### Ordem de trabalho
Prossiga o texto sobre o ensaio de Didi-Huberman acerca do minimalismo, começando logo após a sua última frase.

O ensaio ganha um sentido de complementaridade quando lido no seguimento de Frangelico, que esmiuçava os reenvios místicos da pintura do século XV. Pegando na máxima de Frank Stella sobre a sua própria obra, o célebre «what you see is what you see», e nos textos de Donald Judd, Didi-Huberman aborda as consequências da aspiração minimalista de literalidade e laicização do objecto artístico como um dos pólos de «um falso dilema». Para isso foi às origens, à patrística cristã e à arte tumular medieval para entender como a ausência de imagens (a visão da ausência) pode jogar o papel paradoxal de uma promessa do divino no sistema da fé. As aspirações tautológicas dos minimalistas (nomeadamente, de Stella e Judd) seriam assim uma resposta ao que resta dessa excitação do valor da ausência. Mas na sua exigência de literalidade espacial, na sua estabilidade absoluta e na sua autoreferencialidade estanque, esses objectos seriam a resposta radical e simétrica ao efeito da crença. Se esta coloca a promessa da imagem no seu futuro, a resposta tautológica tenderia a abolir simplesmente o efeito do tempo (e o efeito da história) na presença dos objectos. Crença e tautologia opor-se-iam, deste modo, infinitamente e ficariam presas desse antagonismo empobrecedor. Seria então necessário ultrapassar esta contradição, o que Didi-Huberman propõe através da análise do próprio processo do olhar.

### Material extraído
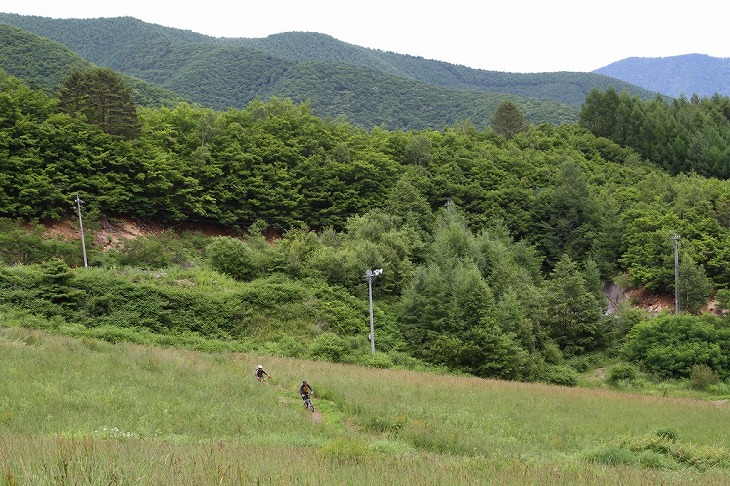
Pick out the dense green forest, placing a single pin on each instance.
(494, 248)
(367, 87)
(44, 64)
(682, 136)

### Resposta à tarefa
Para ele, uma imagem só vive no nosso olhar na medida em que ela própria nos olha nesse movimento. Cada imagem exerceria toda a sua potência no momento mesmo em que olho e imagem se unem numa mesma deflagração, construindo-se mutuamente numa operação que, sendo cindida, se torna dialéctica.

O encontro com aquela pequena peça de mobiliário terá provocado no olhar de Smith um efeito de ruptura e instabilidade que se conserva nas peças que realizou depois dessa experiência. Com efeito, Die oferece-se como um objecto latente, simultaneamente maciço e tumular, possuidor de uma presença e arauto de uma perda. Por um lado, a sua aparência de caixa cúbica subtrai-o a um esgotamento na evidência da sua presença física. Promete um interior, um ser obscuro não facultado ao contacto visual. Por outro, a sua negritude encaminha-o para uma intuição do vazio. Não é, igualmente, indiferente, nessa relação especular entre o que olhamos e o que nos olha, que o objecto tenha a altura de um homem adulto. Também esse factor activa todo um conjunto de referências inconscientes que informam o nosso olhar e nos convocam a olhá-lo.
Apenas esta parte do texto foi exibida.